__Text provided__
-- start --
Europe 2025 – Intrepid Morocco – Fes to Marrakech, Part One

April 11 – 13

We set out the next morning for the beginning of three days of travel that would lead us to Marrakech, the final stop of our tour.  We would spend three nights in three different locations, first at Sahara camp, next near Todra Gorge, and finally in Alt Benhaddou.  That drive from Fes would be a long one as we made our way for the overnight in a Sahara Camp, making several stops along the way to break up the journey, the first at a pullout near Guers Tiaallaline where some of our group climbed to the top of a small bluff to catch a view of a winding river below. 

Later we stopped in Ifrane in the Atlas Mountains for a cup of coffee and after driving through the Ziz Valley stopped in Midelt, a town in the high plains between the Middle Atlas and High Atlas Mountain Ranges.  Our last stop before the camel ride was in Aoufous with a parking lot viewpoint of the fertile valley below.
-- end --
__Given problem 1__
Please show every line of the rows below that contains the word "patient", copying each line in full. Case counts.

__Pointing records__
-- start --
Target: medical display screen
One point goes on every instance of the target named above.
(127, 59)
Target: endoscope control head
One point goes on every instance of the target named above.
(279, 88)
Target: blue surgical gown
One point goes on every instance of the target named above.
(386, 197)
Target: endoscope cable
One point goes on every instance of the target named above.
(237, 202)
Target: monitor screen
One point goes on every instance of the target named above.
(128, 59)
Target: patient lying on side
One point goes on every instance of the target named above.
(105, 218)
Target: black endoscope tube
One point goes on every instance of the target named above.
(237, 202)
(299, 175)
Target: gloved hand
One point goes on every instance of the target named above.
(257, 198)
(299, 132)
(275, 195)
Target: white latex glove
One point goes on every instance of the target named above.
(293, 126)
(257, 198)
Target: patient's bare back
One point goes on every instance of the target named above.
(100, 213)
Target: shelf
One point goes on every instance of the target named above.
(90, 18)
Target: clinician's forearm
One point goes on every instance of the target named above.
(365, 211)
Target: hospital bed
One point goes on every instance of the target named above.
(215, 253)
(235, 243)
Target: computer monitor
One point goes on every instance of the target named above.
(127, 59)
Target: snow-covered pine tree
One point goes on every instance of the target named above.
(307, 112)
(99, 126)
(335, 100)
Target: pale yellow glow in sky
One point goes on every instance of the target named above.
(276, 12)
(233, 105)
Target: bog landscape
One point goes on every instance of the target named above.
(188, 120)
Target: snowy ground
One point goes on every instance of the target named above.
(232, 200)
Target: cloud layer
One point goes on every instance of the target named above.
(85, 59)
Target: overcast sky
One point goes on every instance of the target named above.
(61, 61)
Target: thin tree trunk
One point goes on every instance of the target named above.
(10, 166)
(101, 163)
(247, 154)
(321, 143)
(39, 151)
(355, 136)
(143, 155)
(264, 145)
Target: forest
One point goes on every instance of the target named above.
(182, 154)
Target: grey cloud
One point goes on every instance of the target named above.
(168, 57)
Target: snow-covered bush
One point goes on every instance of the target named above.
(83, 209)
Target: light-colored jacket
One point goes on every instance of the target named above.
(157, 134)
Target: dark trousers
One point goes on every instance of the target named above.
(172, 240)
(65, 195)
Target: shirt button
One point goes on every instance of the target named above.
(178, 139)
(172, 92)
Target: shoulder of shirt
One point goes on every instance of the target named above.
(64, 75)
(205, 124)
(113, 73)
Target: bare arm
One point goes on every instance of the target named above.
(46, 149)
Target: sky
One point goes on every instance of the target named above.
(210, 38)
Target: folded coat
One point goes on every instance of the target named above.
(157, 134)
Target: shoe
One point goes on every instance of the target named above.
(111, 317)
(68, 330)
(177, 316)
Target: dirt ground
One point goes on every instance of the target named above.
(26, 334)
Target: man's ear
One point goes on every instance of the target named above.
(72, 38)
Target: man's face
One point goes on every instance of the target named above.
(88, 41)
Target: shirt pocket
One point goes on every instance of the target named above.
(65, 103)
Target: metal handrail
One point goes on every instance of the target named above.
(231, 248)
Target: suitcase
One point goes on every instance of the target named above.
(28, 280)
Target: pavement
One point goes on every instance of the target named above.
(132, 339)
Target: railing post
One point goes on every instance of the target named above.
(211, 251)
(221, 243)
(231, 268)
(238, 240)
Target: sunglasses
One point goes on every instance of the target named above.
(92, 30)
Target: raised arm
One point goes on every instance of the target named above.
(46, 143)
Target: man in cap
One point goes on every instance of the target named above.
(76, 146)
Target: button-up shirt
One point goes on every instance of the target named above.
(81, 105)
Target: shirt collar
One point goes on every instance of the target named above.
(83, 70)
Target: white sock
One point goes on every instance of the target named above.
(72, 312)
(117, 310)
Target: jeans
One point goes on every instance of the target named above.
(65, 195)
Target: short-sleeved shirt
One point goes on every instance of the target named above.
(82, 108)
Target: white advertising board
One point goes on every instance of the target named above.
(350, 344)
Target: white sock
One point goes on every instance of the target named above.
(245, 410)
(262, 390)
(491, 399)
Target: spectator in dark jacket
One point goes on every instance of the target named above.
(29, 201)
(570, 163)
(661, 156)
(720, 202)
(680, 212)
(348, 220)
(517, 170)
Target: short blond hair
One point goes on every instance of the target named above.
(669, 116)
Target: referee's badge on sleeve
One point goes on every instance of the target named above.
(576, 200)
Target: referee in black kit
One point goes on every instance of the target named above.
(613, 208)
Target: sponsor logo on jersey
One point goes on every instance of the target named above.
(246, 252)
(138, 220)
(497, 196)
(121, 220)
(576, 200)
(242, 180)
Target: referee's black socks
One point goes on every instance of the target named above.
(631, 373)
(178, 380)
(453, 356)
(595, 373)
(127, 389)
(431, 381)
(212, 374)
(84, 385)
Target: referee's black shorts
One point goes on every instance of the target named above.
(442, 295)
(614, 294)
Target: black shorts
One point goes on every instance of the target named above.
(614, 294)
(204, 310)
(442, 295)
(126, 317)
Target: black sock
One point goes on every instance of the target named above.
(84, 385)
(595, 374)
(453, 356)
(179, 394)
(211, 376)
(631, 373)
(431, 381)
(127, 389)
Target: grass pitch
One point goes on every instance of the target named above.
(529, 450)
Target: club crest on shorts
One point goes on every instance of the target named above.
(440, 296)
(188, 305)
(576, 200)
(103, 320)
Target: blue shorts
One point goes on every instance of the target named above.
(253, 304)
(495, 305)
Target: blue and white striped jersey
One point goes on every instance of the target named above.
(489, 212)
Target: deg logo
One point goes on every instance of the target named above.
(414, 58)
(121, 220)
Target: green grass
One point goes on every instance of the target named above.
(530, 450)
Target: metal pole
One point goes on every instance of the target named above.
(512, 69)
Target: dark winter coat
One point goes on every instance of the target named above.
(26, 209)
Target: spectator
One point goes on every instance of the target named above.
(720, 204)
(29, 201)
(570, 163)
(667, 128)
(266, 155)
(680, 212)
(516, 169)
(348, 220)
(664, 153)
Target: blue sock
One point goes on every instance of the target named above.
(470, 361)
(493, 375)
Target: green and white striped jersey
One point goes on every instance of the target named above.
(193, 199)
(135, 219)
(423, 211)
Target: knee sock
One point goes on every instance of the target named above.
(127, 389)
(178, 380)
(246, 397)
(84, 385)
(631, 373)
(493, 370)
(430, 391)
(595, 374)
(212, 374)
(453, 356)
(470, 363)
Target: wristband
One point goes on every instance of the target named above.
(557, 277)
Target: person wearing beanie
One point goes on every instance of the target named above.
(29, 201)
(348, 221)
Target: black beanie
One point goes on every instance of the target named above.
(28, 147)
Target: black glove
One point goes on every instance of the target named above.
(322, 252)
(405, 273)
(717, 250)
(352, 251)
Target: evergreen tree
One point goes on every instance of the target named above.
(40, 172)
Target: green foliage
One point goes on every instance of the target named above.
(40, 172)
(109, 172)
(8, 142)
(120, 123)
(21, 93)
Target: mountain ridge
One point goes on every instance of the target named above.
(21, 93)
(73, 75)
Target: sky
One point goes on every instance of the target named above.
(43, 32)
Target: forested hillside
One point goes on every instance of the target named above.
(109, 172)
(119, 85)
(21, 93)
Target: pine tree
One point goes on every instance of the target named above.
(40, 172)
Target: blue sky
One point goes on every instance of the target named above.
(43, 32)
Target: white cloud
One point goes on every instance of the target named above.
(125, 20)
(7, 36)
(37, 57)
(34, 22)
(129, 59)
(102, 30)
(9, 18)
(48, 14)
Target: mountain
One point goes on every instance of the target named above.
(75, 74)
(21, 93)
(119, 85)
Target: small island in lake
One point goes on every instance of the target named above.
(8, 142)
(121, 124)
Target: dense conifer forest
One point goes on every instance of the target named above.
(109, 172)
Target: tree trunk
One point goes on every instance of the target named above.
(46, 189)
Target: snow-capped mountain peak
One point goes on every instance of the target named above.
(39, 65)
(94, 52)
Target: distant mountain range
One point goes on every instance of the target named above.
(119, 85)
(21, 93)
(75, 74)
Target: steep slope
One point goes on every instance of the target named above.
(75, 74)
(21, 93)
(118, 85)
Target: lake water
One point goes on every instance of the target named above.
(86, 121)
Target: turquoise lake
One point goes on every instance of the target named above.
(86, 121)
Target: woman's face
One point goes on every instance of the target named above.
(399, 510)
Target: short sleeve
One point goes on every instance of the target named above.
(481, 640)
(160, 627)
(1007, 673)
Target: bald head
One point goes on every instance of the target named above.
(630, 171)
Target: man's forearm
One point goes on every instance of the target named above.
-- end --
__Given problem 2__
Summarize the Morocco travel post above in two sentences.

__Task output 1__
Target: patient lying on side
Target: patient's bare back

__Task output 2__
The group left Fes for three days of travel toward Marrakech, the final stop of the tour, spending nights at a Sahara camp, near Todra Gorge, and in Alt Benhaddou. On the long drive to the Sahara camp they stopped at a pullout near Guers Tiaallaline, for coffee in Ifrane, in Midelt, and at a valley viewpoint in Aoufous before the camel ride.